**Exercise description:** Each entry should be restated word for word, with all pictures left out.
_ _ _
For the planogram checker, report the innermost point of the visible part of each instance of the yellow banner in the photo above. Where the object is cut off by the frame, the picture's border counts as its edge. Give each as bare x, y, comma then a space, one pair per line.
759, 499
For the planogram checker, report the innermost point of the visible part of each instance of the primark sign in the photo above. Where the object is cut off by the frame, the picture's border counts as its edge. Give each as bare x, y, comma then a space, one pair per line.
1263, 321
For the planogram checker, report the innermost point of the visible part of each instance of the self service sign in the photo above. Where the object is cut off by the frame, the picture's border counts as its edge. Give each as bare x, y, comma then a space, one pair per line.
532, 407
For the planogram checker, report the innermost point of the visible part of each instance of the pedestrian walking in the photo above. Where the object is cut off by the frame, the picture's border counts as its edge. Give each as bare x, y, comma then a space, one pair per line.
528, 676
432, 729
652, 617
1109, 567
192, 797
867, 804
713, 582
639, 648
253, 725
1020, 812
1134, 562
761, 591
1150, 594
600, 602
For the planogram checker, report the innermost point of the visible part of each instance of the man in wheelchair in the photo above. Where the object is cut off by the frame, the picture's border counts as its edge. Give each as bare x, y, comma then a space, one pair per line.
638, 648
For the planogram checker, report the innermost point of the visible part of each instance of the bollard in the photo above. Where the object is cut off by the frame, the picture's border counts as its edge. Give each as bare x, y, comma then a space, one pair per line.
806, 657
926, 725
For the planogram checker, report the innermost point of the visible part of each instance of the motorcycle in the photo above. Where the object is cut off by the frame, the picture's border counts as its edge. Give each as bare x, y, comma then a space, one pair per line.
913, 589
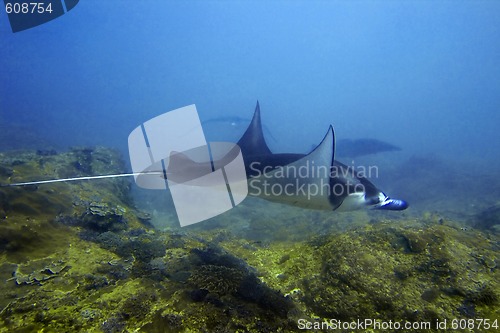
_ _ _
**Answer for the task:**
For the planogram checker, report the innermost point of the visible part of each instance of the yellow banner in the photo above. Where the object is cut off by the frame, the picture's border counts as its edge. Give each as bare x, y, comma then a space, one pair per line.
759, 499
For the planogram checker, report the innermost point of the visible part of each instance of the primark sign in the photo above. Where the object is cut off by the frame, the picture's border counts as its edge. Give each as bare x, y, comma then a space, one pair per line.
1263, 321
For the planogram checker, report the innermost point of the visible part of each instance of the self service sign in the photo above. Where the object is cut off by the frame, the picture's border counts as its edge. Give each as bare x, y, comma then a space, one pair per line.
532, 407
For the planogram checker, report the innermost point of the visible part of each instance of the pedestrian walking in the photo above. Where the object is cut off by the frame, the picture's border counts as its edge. Give each as bare x, y, comma then a space, one pair per line.
528, 676
432, 729
652, 617
1109, 567
192, 797
867, 804
713, 582
639, 648
253, 725
1020, 812
1134, 562
761, 591
1150, 594
600, 602
For the planogram checker, report the innermost point of the visible part of each instance of the man in wheelchair in the photo above. Where the object is cut off by the frame, the picture's border counts as its edge. Give each as bare x, y, comma then a space, one pair per line.
638, 648
For the planogram checker, report the innermost point of the visible part of each instance of the bollard in the photo above. Where the object is cut off by the frame, the picture's border counts as its edge. Give each as bare x, y, comma then a space, one pair per line.
806, 657
926, 725
For the planogram checker, report the innermost point of the visible part of each instance of the motorcycle in the photo above. Where the object is cut off by the frame, the picture's border counts as its edge. Give each as bare x, y, comma then a space, one pair per line.
913, 589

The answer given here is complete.